SUPPLIED DATA:
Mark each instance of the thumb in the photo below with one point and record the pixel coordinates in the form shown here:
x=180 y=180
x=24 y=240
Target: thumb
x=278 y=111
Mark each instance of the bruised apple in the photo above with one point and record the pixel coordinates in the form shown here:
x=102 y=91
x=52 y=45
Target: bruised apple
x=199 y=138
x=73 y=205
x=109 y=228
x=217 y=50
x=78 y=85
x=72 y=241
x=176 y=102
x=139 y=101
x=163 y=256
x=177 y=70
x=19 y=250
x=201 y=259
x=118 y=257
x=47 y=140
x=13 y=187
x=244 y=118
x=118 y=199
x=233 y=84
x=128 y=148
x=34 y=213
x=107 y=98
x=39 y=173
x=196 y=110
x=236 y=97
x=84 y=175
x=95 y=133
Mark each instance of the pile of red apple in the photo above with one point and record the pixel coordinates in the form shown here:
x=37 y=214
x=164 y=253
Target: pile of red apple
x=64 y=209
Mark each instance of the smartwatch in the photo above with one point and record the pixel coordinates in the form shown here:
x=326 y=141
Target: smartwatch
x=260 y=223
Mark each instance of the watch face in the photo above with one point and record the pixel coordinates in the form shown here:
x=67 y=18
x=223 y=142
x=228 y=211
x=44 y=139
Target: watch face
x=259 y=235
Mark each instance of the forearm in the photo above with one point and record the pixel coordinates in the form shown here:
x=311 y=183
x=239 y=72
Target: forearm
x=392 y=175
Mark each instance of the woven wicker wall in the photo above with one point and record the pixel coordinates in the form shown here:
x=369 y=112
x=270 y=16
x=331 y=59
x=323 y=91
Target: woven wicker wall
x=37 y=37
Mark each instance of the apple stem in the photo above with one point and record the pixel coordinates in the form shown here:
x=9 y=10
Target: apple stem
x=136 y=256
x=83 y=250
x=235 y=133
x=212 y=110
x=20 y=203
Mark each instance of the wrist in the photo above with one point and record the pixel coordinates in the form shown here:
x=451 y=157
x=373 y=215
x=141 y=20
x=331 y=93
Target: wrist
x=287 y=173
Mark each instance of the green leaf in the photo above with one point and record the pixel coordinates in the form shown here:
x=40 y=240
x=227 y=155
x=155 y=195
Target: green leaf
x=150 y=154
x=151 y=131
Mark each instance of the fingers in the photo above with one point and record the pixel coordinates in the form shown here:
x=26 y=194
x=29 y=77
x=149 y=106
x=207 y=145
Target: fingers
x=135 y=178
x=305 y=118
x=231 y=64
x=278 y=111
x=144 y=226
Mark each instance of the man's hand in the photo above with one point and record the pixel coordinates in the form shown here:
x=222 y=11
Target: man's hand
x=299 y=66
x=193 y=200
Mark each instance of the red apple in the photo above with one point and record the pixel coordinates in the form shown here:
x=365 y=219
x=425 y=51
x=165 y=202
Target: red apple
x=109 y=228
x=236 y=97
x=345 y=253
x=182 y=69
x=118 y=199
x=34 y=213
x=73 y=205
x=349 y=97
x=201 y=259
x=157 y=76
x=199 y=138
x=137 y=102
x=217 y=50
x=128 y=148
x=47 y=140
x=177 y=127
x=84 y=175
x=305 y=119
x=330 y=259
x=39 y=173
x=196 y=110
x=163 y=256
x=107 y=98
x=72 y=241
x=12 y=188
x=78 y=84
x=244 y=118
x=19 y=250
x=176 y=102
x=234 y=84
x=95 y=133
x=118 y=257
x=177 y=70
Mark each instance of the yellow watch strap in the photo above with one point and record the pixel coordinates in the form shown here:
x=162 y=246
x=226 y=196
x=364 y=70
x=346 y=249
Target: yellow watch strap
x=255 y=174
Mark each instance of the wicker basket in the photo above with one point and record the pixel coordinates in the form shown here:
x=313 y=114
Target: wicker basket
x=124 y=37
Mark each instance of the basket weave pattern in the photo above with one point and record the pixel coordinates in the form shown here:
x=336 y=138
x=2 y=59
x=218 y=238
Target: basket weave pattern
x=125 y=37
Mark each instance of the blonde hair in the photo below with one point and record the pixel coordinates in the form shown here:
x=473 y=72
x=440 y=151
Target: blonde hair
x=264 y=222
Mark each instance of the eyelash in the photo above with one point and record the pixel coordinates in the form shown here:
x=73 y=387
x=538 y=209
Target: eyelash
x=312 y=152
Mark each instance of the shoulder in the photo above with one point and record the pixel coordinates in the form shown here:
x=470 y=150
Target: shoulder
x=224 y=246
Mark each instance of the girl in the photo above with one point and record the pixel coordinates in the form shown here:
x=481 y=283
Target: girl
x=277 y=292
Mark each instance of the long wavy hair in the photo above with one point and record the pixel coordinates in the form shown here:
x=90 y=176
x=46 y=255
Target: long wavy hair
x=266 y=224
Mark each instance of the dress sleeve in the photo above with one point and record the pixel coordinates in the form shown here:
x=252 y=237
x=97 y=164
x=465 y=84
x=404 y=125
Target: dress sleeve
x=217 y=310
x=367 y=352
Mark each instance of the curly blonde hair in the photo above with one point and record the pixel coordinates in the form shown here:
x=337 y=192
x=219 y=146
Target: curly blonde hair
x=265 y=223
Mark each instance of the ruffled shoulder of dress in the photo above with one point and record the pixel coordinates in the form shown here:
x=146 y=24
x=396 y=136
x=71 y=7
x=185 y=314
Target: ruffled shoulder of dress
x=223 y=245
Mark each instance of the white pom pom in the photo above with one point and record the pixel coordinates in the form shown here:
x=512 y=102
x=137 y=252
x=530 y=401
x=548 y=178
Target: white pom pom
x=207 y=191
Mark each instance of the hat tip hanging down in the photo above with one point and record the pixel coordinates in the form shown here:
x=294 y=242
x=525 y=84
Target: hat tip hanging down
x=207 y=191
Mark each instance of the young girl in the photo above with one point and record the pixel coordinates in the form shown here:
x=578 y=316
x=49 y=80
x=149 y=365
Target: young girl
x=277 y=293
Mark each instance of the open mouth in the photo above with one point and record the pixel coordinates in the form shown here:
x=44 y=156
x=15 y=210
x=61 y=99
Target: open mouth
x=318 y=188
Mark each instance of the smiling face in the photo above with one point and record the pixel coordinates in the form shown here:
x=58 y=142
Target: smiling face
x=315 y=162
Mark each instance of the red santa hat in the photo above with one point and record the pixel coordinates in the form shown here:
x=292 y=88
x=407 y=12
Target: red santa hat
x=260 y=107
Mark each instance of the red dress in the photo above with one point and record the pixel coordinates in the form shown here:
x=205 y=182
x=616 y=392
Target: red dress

GIVEN INSTRUCTION:
Return all of the records above line for line, unaltered.

EXERCISE RESULT:
Mark each instance of the thumb in the photo below with one point and record the pixel coordinates in the form shown here:
x=180 y=180
x=24 y=240
Target: thumb
x=278 y=111
Mark each instance of the bruised apple in the photo above with one point and record the pixel coordinates in the form shown here:
x=102 y=91
x=52 y=45
Target: bruised apple
x=199 y=138
x=73 y=205
x=109 y=228
x=217 y=50
x=78 y=85
x=72 y=241
x=176 y=102
x=139 y=101
x=163 y=256
x=177 y=70
x=19 y=250
x=201 y=259
x=118 y=257
x=47 y=140
x=13 y=187
x=244 y=118
x=118 y=199
x=233 y=84
x=128 y=148
x=34 y=213
x=107 y=98
x=39 y=173
x=196 y=110
x=236 y=97
x=84 y=175
x=95 y=133
Mark each instance of the pile of red apple in the photo above with one point and record the pixel coordinates in the form shown here:
x=37 y=214
x=164 y=253
Target: pile of red apple
x=64 y=209
Mark each instance of the smartwatch in the photo above with one point and record the pixel coordinates in the form shown here:
x=326 y=141
Target: smartwatch
x=260 y=223
Mark each instance of the watch face in the photo above with one point and record the pixel coordinates in the form shown here:
x=67 y=18
x=223 y=142
x=228 y=211
x=44 y=139
Target: watch face
x=259 y=235
Mark each instance of the forearm in the photo above with one point and record the pixel coordinates in the form shown here:
x=311 y=183
x=239 y=72
Target: forearm
x=392 y=175
Mark each instance of the woven wicker wall in the photo above with one point and record the pixel coordinates in the form shown here:
x=369 y=112
x=270 y=16
x=331 y=59
x=323 y=91
Target: woven wicker wall
x=37 y=37
Mark each instance of the apple stem in the photo above with one point and record the pixel coordinates in the form shown here:
x=9 y=10
Target: apple stem
x=136 y=256
x=83 y=250
x=235 y=133
x=212 y=110
x=20 y=203
Mark each instance of the wrist in the photo above with one point and record the pixel coordinates in the form shown here:
x=451 y=157
x=373 y=215
x=141 y=20
x=331 y=93
Target: wrist
x=287 y=173
Mark each instance of the green leaf in the photo above with one point and record the pixel coordinates in the form shown here:
x=40 y=240
x=227 y=155
x=155 y=195
Target: green leaf
x=150 y=154
x=151 y=131
Mark each instance of the fingers in the photo above with one point and record the pixel coordinates in the form shown here:
x=26 y=194
x=29 y=77
x=149 y=106
x=207 y=145
Target: fingers
x=135 y=178
x=305 y=118
x=231 y=64
x=278 y=111
x=144 y=226
Mark each instance of the man's hand in the photo above with one point and record the pixel coordinates in the form shown here:
x=222 y=11
Target: man's hand
x=299 y=66
x=193 y=200
Mark each instance of the red apple in the photo above with one point and record the pixel coordinates in the form shown here:
x=365 y=219
x=425 y=51
x=165 y=202
Target: red apple
x=109 y=228
x=236 y=97
x=345 y=253
x=182 y=69
x=118 y=199
x=34 y=213
x=73 y=205
x=349 y=97
x=201 y=259
x=157 y=76
x=199 y=138
x=137 y=102
x=217 y=50
x=128 y=148
x=47 y=140
x=177 y=127
x=84 y=175
x=305 y=119
x=330 y=259
x=39 y=173
x=196 y=110
x=163 y=256
x=107 y=98
x=72 y=241
x=12 y=188
x=78 y=84
x=244 y=118
x=19 y=250
x=176 y=102
x=234 y=84
x=95 y=133
x=118 y=257
x=177 y=70
Mark each instance of the yellow watch strap in the photo above with one point and record the pixel coordinates in the form shown here:
x=162 y=246
x=226 y=196
x=364 y=70
x=346 y=249
Target: yellow watch strap
x=255 y=174
Mark each instance of the wicker basket in the photo above with one point and record the pixel coordinates in the form shown here:
x=313 y=114
Target: wicker basket
x=124 y=37
Mark each instance of the basket weave pattern in the photo above with one point and record the pixel coordinates in the form shown here:
x=336 y=138
x=2 y=59
x=218 y=238
Target: basket weave pattern
x=125 y=37
Mark each instance of the blonde hair in the photo below with one point and record the pixel coordinates in the form shown here:
x=473 y=72
x=440 y=151
Target: blonde hair
x=264 y=222
Mark each instance of the eyelash in the photo above with one point and record the pixel coordinates in the form shown here:
x=73 y=387
x=538 y=209
Target: eyelash
x=312 y=152
Mark each instance of the shoulder in the photo above with one point and record the pixel coordinates in the form shown here:
x=470 y=150
Target: shoulder
x=224 y=246
Mark each instance of the girl in the photo above with one point and record the pixel coordinates in the form shown here:
x=481 y=283
Target: girl
x=277 y=292
Mark each instance of the long wavy hair in the photo above with one point and record the pixel coordinates in the form shown here:
x=90 y=176
x=46 y=255
Target: long wavy hair
x=266 y=224
Mark each instance of the dress sleeve in the photo above with one point and record the pixel coordinates in the form shown here:
x=252 y=237
x=97 y=164
x=465 y=84
x=404 y=125
Target: dress sleeve
x=217 y=310
x=367 y=352
Mark each instance of the curly blonde hair in the photo above with one point and record the pixel coordinates in the form shown here:
x=337 y=192
x=219 y=146
Target: curly blonde hair
x=265 y=223
Mark each instance of the ruffled shoulder of dress in the photo above with one point and record the pixel coordinates in the form shown here:
x=146 y=24
x=396 y=136
x=71 y=7
x=185 y=314
Target: ruffled shoulder of dress
x=223 y=245
Mark each instance of the white pom pom in the photo above with one point and record the pixel coordinates in the form shown here:
x=512 y=102
x=137 y=252
x=530 y=401
x=548 y=178
Target: white pom pom
x=207 y=191
Mark each instance of the hat tip hanging down in the photo above with one point and record the pixel coordinates in the form shown here:
x=294 y=242
x=525 y=84
Target: hat tip hanging down
x=207 y=191
Mark each instance of the young girl in the photo above with one point and record the pixel coordinates in the form shown here:
x=578 y=316
x=49 y=80
x=149 y=365
Target: young girl
x=277 y=293
Mark each instance of the open mouth in the photo above with one point and record the pixel coordinates in the form shown here:
x=44 y=156
x=15 y=210
x=61 y=99
Target: open mouth
x=318 y=188
Mark each instance of the smiling face in the photo above with one point and record the pixel coordinates in the form shown here:
x=58 y=142
Target: smiling face
x=315 y=162
Mark each instance of the red santa hat in the photo above with one point and record the pixel coordinates in the form shown here:
x=292 y=88
x=407 y=12
Target: red santa hat
x=260 y=107
Mark each instance of the red dress in the photo above with one point and record the pixel coordinates in the form shown here:
x=205 y=182
x=616 y=392
Target: red dress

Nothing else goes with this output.